---------- Supplied passage

Boats moored off the coast of Capri, Italy.
Capri, like many islands, has always colluded in its own secretiveness. The Villa Jovis of Tiberius, the most notorious pleasure palace of the Roman Empire, still stands at its eastern tip, and all over its cliffs of ilex stand the empty villas of the Belle Époque, when Capri was not only the gay capital of Europe but a sanctuary from an increasingly violent and industrialized continent. It was a place where eccentrics and wealthy fantasists could exorcize their demons. From Rilke to Norman Douglas, Axel Munthe to Henry James, Capri holds its fascinating charm and raw sexual appeal that tease the imagination like no other place has ever done.
Lovers still come, armed with all their credit cards. Yet democratic tourism has also come to avenge the snobbery of the past. The Naples hydrofoils disgorge the day trippers wearing color-coded baseball caps and, around their necks, translation devices connected to their ears. They move slowly, in tribal groups, like medieval mendicants. Strangest are the Russians, anxiously headphoned, dressed in Black Sabbath T shirts and Crimean beachwear and led through the piazzetta by guides covered with buttons. Since they evince no joy whatsoever, no one knows why they are there.
Fersen’s beautiful Villa Lysis still stands intact: its white columns encrusted with gold mosaics and its tiled opium den withstands the test of time. Ironically, Fersen also committed suicide on Capri, in 1923, by drinking champagne mixed with cocaine, and his house today is filled with photographs of his lover Nino Cesarini dressed as Pan. It was an affect, this paganism of the northern homosexual, but it had found at last a place that did not spurn it.
Clambering along wild cliffs above the sea at dusk, lost in back paths bordered with flaking villas and orange trees, eating wild leeks and drinking Greco di Tufa wine... these are only some of the things you may enjoy as you bathe in Caprinian luxury.
Greco di Tufa vineyard
Much of Capri is pedestrianized, and the alleys carry earnestly quaint signs admonishing the ambulant rich to maintain values of “pulizia e silenzio”—cleanliness and silence—which is presumably what they want anyway.

--------------------
---------- Provided information

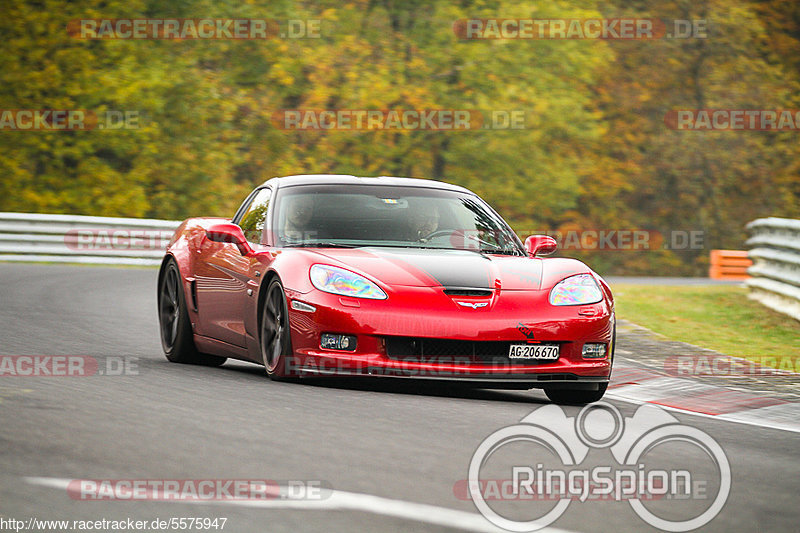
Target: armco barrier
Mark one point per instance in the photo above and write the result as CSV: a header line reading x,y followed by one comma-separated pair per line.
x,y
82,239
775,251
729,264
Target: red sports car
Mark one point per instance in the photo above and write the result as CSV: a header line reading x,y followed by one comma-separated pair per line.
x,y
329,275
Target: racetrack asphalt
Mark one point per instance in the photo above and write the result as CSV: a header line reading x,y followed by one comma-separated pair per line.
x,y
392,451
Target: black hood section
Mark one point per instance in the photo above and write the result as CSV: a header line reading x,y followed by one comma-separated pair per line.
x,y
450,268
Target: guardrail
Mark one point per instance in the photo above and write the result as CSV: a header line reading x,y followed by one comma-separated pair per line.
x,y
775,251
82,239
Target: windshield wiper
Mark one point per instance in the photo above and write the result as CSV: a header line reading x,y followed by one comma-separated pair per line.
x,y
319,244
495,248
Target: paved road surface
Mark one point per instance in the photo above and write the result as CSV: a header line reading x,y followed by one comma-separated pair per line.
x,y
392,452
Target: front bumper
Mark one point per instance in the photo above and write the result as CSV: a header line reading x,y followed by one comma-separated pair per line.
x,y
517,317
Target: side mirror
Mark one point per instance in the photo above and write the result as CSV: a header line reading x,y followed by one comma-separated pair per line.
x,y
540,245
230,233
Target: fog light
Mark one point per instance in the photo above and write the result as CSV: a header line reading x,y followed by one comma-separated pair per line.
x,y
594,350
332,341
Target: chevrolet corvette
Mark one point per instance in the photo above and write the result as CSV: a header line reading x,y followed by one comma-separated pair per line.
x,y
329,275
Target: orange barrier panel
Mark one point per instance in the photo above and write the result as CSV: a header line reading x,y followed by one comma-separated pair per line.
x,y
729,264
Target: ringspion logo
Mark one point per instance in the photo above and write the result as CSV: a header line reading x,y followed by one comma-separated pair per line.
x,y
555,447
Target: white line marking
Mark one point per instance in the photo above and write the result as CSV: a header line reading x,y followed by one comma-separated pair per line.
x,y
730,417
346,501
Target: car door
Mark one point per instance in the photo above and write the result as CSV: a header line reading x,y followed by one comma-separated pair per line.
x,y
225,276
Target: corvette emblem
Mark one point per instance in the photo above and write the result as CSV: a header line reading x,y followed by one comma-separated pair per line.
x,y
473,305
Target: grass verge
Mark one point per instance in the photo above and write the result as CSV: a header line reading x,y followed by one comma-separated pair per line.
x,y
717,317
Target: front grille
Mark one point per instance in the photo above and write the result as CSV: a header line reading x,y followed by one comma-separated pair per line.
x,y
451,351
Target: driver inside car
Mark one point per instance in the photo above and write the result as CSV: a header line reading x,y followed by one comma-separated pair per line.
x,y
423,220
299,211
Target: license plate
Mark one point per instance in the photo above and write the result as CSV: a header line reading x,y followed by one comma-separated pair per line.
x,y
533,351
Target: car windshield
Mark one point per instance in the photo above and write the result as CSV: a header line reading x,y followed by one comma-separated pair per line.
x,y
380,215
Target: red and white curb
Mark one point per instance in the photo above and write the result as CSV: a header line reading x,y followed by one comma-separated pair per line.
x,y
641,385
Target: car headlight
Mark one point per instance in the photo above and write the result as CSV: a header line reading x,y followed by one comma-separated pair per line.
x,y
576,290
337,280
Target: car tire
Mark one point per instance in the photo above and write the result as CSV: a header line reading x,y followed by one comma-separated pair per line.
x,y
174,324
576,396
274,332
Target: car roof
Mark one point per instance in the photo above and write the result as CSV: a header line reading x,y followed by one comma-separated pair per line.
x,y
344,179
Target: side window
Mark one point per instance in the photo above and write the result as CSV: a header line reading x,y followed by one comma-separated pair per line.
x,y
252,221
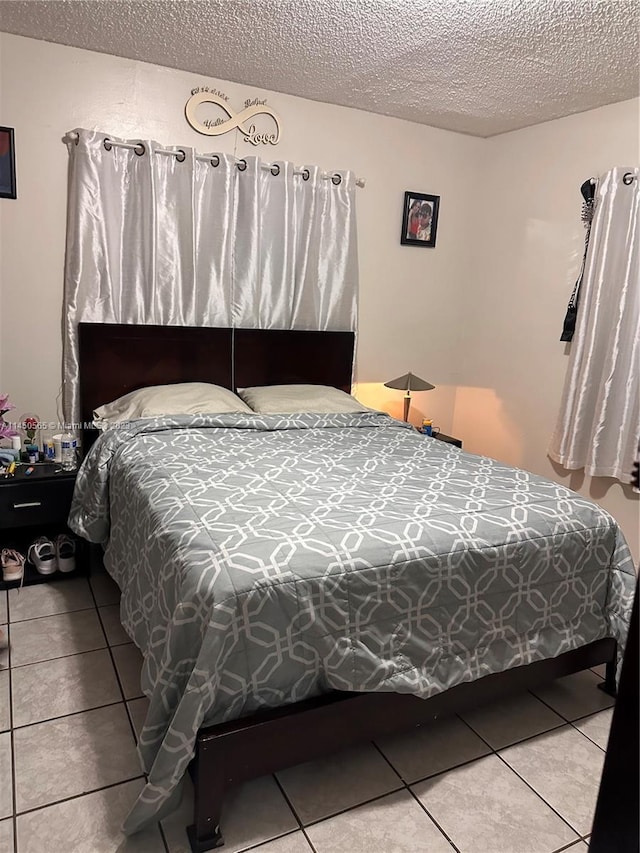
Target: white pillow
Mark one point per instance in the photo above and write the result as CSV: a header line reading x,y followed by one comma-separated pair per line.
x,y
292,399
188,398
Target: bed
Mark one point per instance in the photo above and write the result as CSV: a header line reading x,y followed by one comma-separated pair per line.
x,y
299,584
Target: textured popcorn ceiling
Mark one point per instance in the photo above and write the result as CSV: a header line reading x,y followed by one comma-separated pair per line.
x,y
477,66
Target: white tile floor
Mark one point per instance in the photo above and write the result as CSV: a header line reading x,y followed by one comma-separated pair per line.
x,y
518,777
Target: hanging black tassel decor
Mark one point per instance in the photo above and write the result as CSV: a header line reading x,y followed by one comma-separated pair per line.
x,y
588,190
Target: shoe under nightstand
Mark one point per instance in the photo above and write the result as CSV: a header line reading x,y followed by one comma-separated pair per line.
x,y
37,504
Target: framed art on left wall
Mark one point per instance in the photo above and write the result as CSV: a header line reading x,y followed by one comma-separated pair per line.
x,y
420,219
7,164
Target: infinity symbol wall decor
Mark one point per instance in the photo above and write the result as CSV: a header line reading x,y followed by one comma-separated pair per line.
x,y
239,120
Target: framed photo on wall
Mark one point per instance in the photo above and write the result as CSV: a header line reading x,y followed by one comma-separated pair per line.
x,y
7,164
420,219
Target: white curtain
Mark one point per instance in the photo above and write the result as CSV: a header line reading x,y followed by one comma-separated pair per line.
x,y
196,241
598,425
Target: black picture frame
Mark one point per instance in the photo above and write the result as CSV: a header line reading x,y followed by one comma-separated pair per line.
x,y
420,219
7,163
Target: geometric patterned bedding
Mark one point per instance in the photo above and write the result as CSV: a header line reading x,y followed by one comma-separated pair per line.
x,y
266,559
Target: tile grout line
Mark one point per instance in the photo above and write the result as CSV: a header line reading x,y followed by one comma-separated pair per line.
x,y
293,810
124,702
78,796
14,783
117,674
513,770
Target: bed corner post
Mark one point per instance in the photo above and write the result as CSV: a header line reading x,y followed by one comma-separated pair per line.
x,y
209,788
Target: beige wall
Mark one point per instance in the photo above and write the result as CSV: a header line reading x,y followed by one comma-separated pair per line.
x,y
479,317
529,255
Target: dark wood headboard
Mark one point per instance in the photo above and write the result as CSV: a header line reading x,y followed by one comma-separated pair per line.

--------------------

- **Given instruction**
Write out the passage about Capri word for word, starting at "Boats moored off" and ending at "has ever done.".

- **Full output**
Boats moored off the coast of Capri, Italy.
Capri, like many islands, has always colluded in its own secretiveness. The Villa Jovis of Tiberius, the most notorious pleasure palace of the Roman Empire, still stands at its eastern tip, and all over its cliffs of ilex stand the empty villas of the Belle Époque, when Capri was not only the gay capital of Europe but a sanctuary from an increasingly violent and industrialized continent. It was a place where eccentrics and wealthy fantasists could exorcize their demons. From Rilke to Norman Douglas, Axel Munthe to Henry James, Capri holds its fascinating charm and raw sexual appeal that tease the imagination like no other place has ever done.